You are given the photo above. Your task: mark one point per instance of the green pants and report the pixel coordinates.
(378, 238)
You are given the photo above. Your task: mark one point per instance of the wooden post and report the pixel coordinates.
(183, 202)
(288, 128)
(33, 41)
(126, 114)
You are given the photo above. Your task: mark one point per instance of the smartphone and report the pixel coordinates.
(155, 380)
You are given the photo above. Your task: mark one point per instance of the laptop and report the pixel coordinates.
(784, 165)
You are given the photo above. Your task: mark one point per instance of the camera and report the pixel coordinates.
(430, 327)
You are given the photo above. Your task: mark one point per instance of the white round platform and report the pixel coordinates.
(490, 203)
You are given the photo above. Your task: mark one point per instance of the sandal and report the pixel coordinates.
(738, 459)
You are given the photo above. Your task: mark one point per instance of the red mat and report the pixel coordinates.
□ □ □ □
### OBJECTIVE
Rescale every record above: reproduce each line, requests included, but multiply every number in the coordinate pairs by 0.2 and round to whole numbers, with halves rounding up.

### EXERCISE SOLUTION
You are given the photo above. Your task: mark one point per instance of the green pants and report the pixel coordinates.
(76, 48)
You are given the photo above. Your task: mark one point per instance of the wooden post and report the pixel coordinates.
(37, 40)
(58, 26)
(7, 8)
(25, 23)
You are given the photo above. Your task: mark one point per instance of the smartphone and report the pixel coordinates.
(31, 76)
You are given the photo above. Your task: mark one point per instance of the laptop and report the pixel coordinates.
(157, 33)
You are given the photo above. Your task: mark one point per instance of the camera and report the pixel coordinates.
(86, 65)
You are given the photo above. Your task: mark one point per instance of the white round platform and report the pixel coordinates.
(98, 41)
You are given the photo above. Your task: mark one point per instance of the sandal and report the pixel coordinates.
(148, 92)
You are given the photo above. Your task: mark one point per instance of the red mat and report the pixel coordinates.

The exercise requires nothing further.